=== TASK INPUT ===
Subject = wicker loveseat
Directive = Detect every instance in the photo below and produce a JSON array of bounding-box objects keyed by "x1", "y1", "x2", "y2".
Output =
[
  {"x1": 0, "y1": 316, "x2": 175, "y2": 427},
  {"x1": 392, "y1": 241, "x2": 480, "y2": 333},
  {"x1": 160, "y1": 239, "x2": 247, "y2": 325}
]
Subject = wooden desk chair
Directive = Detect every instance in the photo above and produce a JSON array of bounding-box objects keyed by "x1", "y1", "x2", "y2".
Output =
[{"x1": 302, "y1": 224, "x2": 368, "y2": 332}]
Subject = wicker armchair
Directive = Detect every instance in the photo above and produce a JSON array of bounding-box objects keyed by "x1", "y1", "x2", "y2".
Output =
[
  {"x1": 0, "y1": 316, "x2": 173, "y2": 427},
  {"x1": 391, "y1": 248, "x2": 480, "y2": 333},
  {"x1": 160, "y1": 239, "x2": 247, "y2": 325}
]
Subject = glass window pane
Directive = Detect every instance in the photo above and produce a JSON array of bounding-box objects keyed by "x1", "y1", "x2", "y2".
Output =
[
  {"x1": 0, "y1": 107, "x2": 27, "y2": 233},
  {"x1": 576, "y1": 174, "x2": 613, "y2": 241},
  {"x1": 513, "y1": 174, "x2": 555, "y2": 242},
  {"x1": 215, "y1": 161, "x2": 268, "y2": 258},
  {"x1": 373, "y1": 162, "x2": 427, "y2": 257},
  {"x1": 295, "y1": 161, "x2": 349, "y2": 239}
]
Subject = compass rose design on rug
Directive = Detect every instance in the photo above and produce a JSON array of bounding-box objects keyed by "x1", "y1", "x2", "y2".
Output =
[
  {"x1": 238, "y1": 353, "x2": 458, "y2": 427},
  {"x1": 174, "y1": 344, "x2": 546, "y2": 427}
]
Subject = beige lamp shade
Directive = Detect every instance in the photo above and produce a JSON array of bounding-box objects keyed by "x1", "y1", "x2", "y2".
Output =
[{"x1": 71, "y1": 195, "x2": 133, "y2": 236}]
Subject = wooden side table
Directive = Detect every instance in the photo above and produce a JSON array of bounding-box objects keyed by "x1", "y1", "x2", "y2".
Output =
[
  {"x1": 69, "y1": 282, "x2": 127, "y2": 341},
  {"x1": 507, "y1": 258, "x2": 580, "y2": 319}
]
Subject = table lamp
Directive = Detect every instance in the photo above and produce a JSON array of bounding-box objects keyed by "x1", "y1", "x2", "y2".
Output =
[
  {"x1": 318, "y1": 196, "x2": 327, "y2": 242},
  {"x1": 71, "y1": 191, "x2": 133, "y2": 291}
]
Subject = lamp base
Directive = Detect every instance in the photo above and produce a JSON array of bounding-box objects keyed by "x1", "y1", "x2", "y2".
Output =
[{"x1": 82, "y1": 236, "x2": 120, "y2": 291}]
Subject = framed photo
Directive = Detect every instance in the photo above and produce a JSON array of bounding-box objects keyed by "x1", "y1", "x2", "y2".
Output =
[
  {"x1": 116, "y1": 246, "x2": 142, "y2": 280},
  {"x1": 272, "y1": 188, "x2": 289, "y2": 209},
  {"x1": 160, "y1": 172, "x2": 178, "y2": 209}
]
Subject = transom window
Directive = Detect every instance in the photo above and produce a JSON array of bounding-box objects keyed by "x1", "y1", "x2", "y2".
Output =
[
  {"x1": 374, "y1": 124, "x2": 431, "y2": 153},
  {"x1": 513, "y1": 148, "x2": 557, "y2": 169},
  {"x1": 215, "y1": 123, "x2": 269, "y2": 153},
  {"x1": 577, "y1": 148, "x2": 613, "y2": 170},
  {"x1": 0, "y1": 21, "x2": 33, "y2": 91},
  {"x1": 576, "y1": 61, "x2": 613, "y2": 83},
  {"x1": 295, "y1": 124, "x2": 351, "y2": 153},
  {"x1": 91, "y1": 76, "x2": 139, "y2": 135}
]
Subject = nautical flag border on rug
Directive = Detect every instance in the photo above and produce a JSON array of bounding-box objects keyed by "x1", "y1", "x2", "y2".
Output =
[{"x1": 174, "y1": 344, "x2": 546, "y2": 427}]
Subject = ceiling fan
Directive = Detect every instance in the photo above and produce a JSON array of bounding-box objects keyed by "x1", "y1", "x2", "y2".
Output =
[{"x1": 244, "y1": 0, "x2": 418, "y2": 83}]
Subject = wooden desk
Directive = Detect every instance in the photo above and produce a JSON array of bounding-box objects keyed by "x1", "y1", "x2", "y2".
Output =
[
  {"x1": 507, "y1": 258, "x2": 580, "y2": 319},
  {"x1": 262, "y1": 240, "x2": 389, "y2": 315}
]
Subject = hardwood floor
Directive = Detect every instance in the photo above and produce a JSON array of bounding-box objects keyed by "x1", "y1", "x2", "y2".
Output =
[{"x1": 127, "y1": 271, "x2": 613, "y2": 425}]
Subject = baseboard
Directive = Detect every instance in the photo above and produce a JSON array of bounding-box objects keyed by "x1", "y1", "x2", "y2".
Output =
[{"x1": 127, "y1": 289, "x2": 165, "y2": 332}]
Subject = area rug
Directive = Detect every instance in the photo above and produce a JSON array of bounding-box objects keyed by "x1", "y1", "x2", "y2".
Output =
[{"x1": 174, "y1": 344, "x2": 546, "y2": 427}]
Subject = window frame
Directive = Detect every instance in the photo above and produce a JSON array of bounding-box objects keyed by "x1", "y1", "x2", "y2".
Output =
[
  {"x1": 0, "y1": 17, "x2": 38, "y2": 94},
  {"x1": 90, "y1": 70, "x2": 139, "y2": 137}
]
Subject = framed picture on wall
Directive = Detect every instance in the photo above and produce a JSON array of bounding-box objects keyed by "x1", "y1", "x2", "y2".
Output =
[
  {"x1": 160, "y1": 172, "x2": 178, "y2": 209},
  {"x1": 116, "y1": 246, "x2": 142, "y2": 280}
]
===
▶ **THE PROBLEM**
Take the part of the records that opens with the line containing "Subject = area rug" and closes at the end of the records. Rewrite it with "window frame" changed to "window casing" and everything else left as it is.

▶ **SOLUTION FOR THIS PROBLEM**
Subject = area rug
Directive = Detect every instance in the photo above and produce a JSON array of bounding-box objects keyed by "x1", "y1", "x2", "y2".
Output =
[{"x1": 174, "y1": 344, "x2": 546, "y2": 427}]
Subject = window casing
Directive = Detect every instance in the photo above and produce a JSON array of bounding-box objects keyed by "x1", "y1", "x2", "y2".
Output =
[
  {"x1": 0, "y1": 17, "x2": 38, "y2": 94},
  {"x1": 90, "y1": 70, "x2": 139, "y2": 137}
]
Subject = framed picture on wall
Directive = Detect every instance in the photo above and produce a JSON array of bounding-box objects keyed by "x1", "y1", "x2", "y2".
Output =
[
  {"x1": 160, "y1": 172, "x2": 178, "y2": 209},
  {"x1": 116, "y1": 246, "x2": 142, "y2": 280}
]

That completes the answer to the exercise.